[Exercise] A complete and exact copy of the entries below is the expected result.

[Dataset content]

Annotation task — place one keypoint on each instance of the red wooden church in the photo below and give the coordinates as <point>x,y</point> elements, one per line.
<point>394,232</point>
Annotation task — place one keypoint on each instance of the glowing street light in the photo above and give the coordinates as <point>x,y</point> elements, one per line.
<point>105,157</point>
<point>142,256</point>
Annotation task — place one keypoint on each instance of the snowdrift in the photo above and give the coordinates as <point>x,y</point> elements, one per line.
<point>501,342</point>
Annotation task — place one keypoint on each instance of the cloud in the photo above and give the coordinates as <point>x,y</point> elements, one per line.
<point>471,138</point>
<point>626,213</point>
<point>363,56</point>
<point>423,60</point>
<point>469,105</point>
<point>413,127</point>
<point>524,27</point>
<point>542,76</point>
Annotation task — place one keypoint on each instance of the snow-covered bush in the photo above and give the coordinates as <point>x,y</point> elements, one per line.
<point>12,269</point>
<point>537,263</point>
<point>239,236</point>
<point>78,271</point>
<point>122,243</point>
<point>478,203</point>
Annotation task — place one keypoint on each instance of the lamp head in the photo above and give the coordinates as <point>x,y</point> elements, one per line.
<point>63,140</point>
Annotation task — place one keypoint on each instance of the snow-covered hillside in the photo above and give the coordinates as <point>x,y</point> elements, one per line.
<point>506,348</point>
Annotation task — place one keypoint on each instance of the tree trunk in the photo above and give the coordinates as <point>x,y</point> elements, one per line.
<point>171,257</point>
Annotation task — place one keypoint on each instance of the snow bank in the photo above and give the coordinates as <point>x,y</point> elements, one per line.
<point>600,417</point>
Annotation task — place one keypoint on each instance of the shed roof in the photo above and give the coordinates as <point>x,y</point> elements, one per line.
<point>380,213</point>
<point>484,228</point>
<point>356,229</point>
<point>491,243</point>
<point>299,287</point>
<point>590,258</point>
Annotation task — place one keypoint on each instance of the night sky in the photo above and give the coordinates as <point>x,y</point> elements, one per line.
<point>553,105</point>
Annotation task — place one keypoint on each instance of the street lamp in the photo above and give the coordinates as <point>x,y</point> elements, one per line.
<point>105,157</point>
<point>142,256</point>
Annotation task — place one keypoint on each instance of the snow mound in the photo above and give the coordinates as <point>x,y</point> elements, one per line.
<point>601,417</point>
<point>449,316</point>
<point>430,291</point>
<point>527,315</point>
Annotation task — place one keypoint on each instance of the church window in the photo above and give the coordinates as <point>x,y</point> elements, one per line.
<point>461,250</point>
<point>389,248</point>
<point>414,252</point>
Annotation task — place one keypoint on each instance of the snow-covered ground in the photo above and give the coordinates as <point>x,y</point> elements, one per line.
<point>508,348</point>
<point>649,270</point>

[Response area]
Annotation task — place one keypoint on each instance of the red wooden church in the photo below and give the coordinates as <point>x,y</point> elements, one per line.
<point>394,232</point>
Annotation task — place one keypoint on each instance of the glowing street light in the photo above and give the coordinates as <point>x,y</point> elements, one per line.
<point>105,157</point>
<point>142,256</point>
Annotation task — place one keypoint on each instance of the snowdrift in the photo above and give the coordinates as <point>x,y</point> elements, one per line.
<point>501,342</point>
Annotation task — place one keypoint on each instance of the cloud in the photo above and give the coordinates as <point>x,y</point> elements, one per line.
<point>471,138</point>
<point>626,213</point>
<point>363,56</point>
<point>423,60</point>
<point>469,105</point>
<point>413,127</point>
<point>524,27</point>
<point>542,76</point>
Annotation task — place one keypoint on each instance of the snow-covered bush in the photo above and give the coordinates as <point>x,y</point> elements, one per line.
<point>12,269</point>
<point>537,263</point>
<point>239,236</point>
<point>78,271</point>
<point>122,243</point>
<point>478,203</point>
Annotation task — place one keypoint on each instance of the lamp head in the photo above and give the coordinates as <point>x,y</point> elements, one per line.
<point>63,140</point>
Annotation task — place one keypoint on each instance of the snow-covered hillside in the photo above and give the coordinates as <point>x,y</point> elements, one per line.
<point>506,348</point>
Annotation task — place one keypoint on each instance of the tree trunk in the photo above and give the coordinates as <point>x,y</point> elements, one per line.
<point>171,257</point>
Annotation task — place one keypoint on each instance of the snow bank in the photo above and give the coordinates as <point>x,y</point> elements, one per line.
<point>600,417</point>
Annotation task — place one keypoint on each instance of the shed roof in the photo above and give the coordinates as <point>x,y</point> elements, one per line.
<point>380,213</point>
<point>484,228</point>
<point>356,229</point>
<point>491,243</point>
<point>299,287</point>
<point>590,258</point>
Annotation task — place one keypoint on each instance of the night sky in the photo above and give the coordinates as <point>x,y</point> elements, one per line.
<point>553,105</point>
Annotation task — place one keypoint on each instance of the street lamp in the photo above and give the coordinates as <point>x,y</point> elements, one per line.
<point>105,157</point>
<point>142,256</point>
Annotation task — place one keypoint on each instance of the snow mound in the photo above and give the coordinates as <point>x,y</point> elements, one per line.
<point>601,417</point>
<point>449,316</point>
<point>430,291</point>
<point>527,315</point>
Annotation task — place one keypoint on each instance of the church window in the photo above and give the coordinates as <point>x,y</point> elements, one per line.
<point>461,250</point>
<point>389,248</point>
<point>414,252</point>
Annotation task — place one keypoint on each instance of the snow-covered ground in the photo above and give the coordinates as <point>x,y</point> elements, one per line.
<point>508,348</point>
<point>649,270</point>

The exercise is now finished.